OBJECTIVE: Locate "the statue's left" in the listing. Transcribe the line that contains it and every line that follows, through the last, omitting all pictures.

---

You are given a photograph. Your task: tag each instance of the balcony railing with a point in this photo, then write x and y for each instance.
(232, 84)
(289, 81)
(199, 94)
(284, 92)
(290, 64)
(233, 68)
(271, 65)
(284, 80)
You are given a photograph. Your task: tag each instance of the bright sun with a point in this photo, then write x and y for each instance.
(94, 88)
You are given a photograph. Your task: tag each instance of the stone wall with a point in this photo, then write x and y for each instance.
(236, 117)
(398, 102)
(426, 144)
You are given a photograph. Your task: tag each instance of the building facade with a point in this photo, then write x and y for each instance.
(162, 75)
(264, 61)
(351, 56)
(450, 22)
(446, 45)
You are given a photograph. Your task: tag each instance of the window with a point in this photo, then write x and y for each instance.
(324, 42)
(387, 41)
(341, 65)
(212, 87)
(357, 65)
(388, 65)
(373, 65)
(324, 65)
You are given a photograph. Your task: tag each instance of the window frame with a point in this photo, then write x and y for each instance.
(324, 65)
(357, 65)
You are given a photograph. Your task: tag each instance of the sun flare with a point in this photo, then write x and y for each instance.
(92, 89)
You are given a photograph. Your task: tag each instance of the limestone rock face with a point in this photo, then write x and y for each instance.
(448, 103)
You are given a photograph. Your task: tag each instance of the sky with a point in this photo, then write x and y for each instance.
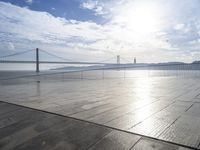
(95, 30)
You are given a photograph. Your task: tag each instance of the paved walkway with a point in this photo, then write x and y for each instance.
(27, 129)
(165, 108)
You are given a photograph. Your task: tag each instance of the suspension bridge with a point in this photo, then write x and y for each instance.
(61, 60)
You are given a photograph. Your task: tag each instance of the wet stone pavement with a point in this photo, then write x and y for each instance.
(28, 129)
(165, 108)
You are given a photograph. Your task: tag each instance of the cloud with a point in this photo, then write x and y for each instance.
(29, 2)
(143, 29)
(95, 6)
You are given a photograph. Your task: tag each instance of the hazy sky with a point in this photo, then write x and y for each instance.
(151, 30)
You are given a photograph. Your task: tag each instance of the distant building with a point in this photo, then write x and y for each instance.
(135, 61)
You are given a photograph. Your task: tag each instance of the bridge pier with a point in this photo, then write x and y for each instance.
(37, 60)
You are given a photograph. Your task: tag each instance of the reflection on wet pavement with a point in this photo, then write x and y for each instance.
(167, 108)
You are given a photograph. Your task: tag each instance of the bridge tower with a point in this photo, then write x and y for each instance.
(118, 59)
(135, 61)
(37, 60)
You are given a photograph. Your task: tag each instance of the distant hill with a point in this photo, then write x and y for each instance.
(196, 62)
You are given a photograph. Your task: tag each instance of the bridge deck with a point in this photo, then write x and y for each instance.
(165, 108)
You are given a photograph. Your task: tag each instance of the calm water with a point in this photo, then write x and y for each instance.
(100, 74)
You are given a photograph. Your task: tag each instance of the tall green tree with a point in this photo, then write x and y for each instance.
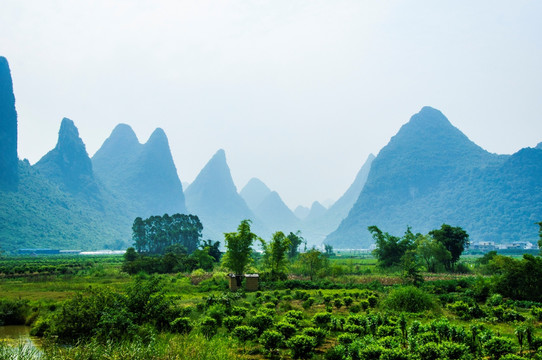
(214, 248)
(390, 249)
(454, 239)
(239, 248)
(432, 253)
(295, 240)
(156, 233)
(312, 262)
(275, 255)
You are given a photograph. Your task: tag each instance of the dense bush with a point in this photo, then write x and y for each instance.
(409, 299)
(271, 340)
(496, 347)
(301, 346)
(181, 325)
(13, 312)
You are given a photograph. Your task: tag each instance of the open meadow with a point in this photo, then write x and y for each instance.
(83, 307)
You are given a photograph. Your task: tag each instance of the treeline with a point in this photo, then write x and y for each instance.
(156, 233)
(168, 244)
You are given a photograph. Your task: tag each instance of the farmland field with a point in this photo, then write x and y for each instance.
(358, 311)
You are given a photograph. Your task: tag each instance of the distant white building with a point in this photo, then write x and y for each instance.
(483, 246)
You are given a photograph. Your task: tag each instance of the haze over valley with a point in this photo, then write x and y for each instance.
(428, 174)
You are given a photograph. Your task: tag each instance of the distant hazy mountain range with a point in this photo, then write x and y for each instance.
(429, 173)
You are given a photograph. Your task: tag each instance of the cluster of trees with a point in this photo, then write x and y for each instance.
(166, 244)
(439, 250)
(156, 233)
(278, 254)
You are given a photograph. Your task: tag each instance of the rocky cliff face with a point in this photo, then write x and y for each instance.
(143, 175)
(68, 164)
(8, 130)
(214, 199)
(430, 173)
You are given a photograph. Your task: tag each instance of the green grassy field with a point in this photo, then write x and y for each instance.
(356, 311)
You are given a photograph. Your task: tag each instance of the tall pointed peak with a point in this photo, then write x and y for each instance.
(158, 136)
(8, 130)
(68, 130)
(215, 171)
(68, 163)
(429, 116)
(220, 155)
(429, 135)
(124, 133)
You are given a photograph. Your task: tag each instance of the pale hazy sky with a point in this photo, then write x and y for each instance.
(298, 93)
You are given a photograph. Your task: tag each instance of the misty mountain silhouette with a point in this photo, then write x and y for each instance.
(276, 215)
(144, 176)
(254, 192)
(68, 164)
(430, 173)
(213, 197)
(8, 130)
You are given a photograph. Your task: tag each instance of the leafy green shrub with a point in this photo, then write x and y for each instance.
(301, 346)
(271, 340)
(370, 352)
(261, 322)
(181, 325)
(454, 350)
(321, 319)
(409, 299)
(505, 314)
(429, 351)
(354, 309)
(364, 304)
(208, 326)
(239, 311)
(231, 322)
(245, 333)
(317, 333)
(537, 313)
(13, 312)
(269, 305)
(308, 303)
(217, 312)
(294, 316)
(495, 300)
(394, 354)
(346, 338)
(339, 352)
(512, 357)
(373, 301)
(497, 346)
(286, 329)
(336, 323)
(426, 338)
(386, 330)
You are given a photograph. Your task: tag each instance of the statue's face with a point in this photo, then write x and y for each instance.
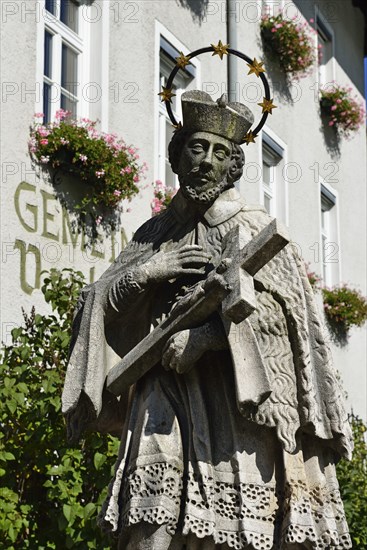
(203, 167)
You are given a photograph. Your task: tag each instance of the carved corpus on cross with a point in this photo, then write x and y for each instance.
(235, 299)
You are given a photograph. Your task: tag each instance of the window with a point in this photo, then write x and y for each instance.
(184, 79)
(273, 190)
(63, 47)
(325, 50)
(329, 250)
(272, 7)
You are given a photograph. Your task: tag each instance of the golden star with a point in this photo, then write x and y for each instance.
(250, 137)
(183, 60)
(177, 126)
(256, 67)
(220, 49)
(166, 94)
(267, 105)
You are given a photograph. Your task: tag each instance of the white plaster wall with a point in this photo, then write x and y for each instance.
(130, 113)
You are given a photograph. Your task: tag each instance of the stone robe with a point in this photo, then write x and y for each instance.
(192, 456)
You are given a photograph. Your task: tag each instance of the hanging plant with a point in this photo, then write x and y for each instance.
(344, 307)
(162, 197)
(345, 113)
(107, 167)
(288, 42)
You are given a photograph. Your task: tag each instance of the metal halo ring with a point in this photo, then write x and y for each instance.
(230, 51)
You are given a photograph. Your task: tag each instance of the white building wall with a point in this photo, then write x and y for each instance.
(123, 63)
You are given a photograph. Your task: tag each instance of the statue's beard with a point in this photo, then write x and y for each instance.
(202, 192)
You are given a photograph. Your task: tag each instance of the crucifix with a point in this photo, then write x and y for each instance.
(236, 299)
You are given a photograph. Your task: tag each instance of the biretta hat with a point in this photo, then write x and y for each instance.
(202, 114)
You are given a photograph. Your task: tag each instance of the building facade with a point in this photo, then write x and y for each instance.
(107, 60)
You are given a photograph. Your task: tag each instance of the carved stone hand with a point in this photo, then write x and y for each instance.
(190, 259)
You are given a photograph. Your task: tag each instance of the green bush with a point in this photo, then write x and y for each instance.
(352, 478)
(51, 493)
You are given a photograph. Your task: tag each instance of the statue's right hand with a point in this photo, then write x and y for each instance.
(189, 260)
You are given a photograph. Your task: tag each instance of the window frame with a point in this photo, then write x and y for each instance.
(326, 71)
(329, 234)
(275, 150)
(77, 42)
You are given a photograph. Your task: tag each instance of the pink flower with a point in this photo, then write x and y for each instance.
(61, 114)
(43, 132)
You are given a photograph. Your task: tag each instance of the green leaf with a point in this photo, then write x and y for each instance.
(68, 513)
(99, 460)
(89, 510)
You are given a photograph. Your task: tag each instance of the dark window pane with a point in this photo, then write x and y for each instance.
(69, 69)
(69, 14)
(69, 104)
(47, 69)
(46, 102)
(51, 6)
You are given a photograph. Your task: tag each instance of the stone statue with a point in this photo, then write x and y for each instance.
(230, 439)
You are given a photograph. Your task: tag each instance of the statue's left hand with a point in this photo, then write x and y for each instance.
(182, 350)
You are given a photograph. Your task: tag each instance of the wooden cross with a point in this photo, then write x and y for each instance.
(237, 301)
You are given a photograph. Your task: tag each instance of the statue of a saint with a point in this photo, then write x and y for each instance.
(196, 469)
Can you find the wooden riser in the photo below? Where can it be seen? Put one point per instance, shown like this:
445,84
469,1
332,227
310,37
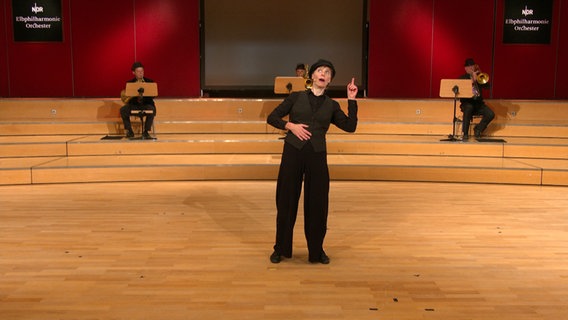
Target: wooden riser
260,127
47,146
265,167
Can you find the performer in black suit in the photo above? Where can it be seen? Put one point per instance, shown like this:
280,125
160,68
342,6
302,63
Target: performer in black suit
137,103
304,158
474,106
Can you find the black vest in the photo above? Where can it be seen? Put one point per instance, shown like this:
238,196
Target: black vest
318,122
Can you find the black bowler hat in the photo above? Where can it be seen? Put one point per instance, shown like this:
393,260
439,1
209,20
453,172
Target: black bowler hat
321,63
469,62
136,65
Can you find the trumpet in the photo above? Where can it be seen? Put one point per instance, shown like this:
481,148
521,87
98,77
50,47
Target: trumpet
482,77
308,83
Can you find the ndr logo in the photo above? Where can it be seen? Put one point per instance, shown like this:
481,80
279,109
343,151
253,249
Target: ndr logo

---

RESULT OF THIS EXERCISE:
You are given a photograph. Your task: tag each instance of the statue's left hand with a point in this photo, then write x and y for each instance.
(182, 350)
You are given a photograph. Your task: tag each instance of the wooden cross with a point in this photo, then write x and y for each instance.
(237, 301)
You are given a photograph. Your task: tag each instance of the statue of a saint with a point in this photo, then write x and y for each instance.
(196, 469)
Can you find the wooden riser in the photo below? Where can it be seen? Put one point per instance, shown like this:
445,84
469,1
332,227
310,37
Target: wooden riser
260,127
47,146
265,167
Can you find the performer in black suit in the photo above? Where can it be seen? Put one point per instance, shown like this:
280,125
160,68
342,6
302,63
Target: performer in black suit
137,103
304,158
474,106
Can you find the black vest in the photo above? Where can it be seen? Put one point per instance, shown like this:
238,196
Target: black vest
318,122
Can you find the black bowler hat in the photo above? Where can it be seen? Put one point per instance, shown like this:
393,260
439,1
209,20
453,172
Target: black bowler hat
321,63
469,62
136,65
Can you find the trumpet in the photo above? Where can it be seen? Put one point per instance, shown like this:
481,148
521,87
98,77
50,47
Target: trumpet
482,77
308,83
Can you find the ndr logo in the photo above? Where can it be seen? Put one point per instance, shown like this:
481,80
279,109
343,151
253,249
Target: ndr logo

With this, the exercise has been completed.